** START Available records **

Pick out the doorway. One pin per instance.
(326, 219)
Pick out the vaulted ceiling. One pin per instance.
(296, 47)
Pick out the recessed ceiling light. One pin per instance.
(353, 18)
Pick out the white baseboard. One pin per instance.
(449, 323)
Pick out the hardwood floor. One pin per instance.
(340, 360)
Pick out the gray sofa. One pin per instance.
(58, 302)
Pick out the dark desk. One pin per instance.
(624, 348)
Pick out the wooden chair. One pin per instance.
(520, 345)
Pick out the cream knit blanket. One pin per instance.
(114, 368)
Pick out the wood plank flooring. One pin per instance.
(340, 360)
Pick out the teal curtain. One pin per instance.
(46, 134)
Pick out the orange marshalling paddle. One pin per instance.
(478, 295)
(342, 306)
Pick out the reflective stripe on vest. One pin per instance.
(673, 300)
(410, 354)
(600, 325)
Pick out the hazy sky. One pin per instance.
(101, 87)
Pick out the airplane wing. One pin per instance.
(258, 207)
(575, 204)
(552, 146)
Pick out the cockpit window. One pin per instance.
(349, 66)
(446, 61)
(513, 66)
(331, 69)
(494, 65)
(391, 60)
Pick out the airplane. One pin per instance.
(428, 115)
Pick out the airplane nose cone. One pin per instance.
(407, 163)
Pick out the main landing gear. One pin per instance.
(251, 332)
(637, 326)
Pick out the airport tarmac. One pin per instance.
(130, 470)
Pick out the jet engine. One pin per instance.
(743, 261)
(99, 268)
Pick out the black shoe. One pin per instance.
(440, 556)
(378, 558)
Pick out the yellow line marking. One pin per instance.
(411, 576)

** END Available records **
** START Available records **

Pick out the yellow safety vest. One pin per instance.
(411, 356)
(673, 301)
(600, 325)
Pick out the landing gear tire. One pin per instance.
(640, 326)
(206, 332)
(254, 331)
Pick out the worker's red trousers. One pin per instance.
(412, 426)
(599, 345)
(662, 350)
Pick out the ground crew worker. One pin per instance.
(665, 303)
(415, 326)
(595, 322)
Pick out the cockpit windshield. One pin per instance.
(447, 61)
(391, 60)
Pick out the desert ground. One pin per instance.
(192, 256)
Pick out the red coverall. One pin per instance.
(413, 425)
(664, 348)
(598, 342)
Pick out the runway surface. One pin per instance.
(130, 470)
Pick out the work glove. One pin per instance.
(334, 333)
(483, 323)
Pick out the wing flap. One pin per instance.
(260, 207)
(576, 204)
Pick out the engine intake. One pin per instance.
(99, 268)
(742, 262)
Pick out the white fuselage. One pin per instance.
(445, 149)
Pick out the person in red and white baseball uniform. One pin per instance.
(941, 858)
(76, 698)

** END Available records **

== Set exercise ==
Report each line of the data above that contains the string "wing". Matching is case-sensitive.

== Correct answer ==
Pick out the airplane wing. One pin per instance.
Pick out the wing flap. One pin per instance.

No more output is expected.